_Excerpt_.
Fuck You All!!!! Caput tuum in ano est is the fifth studio album by Norwegian black metal band Carpathian Forest. It was released on June 16, 2006 via Season of Mist, and as of , it is their most recent release. It is also their first (and only) release with guitarist Gøran Bomann (a.k.a. "Blood Pervertor") on the band's line-up, and their last one with Tchort — both parted ways with Carpathian Forest in 2014 to form The 3rd Attempt.

Contrasting with the symphonic approach of their previous album, Defending the Throne of Evil, Fuck You All!!!! is a throwback to Carpathian Forest's earlier, rawer musical style, reminiscent of their debut Black Shining Leather.

The album's subtitle is Latin for "Your head is in [your] anus".

_Information provided_.
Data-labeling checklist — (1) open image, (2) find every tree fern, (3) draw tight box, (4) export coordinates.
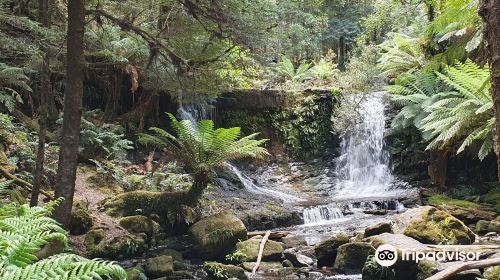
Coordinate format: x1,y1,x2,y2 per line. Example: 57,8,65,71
0,199,126,280
139,114,267,173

_Task objective_.
Extract the full text of the article on the Carpathian Forest album, reproducing it word for word. The data are separate material and stand apart from the article above.

_Correct result_.
Fuck You All!!!! Caput tuum in ano est is the fifth studio album by Norwegian black metal band Carpathian Forest. It was released on June 16, 2006 via Season of Mist, and as of , it is their most recent release. It is also their first (and only) release with guitarist Gøran Bomann (a.k.a. "Blood Pervertor") on the band's line-up, and their last one with Tchort — both parted ways with Carpathian Forest in 2014 to form The 3rd Attempt.

Contrasting with the symphonic approach of their previous album, Defending the Throne of Evil, Fuck You All!!!! is a throwback to Carpathian Forest's earlier, rawer musical style, reminiscent of their debut Black Shining Leather.

The album's subtitle is Latin for "Your head is in [your] anus".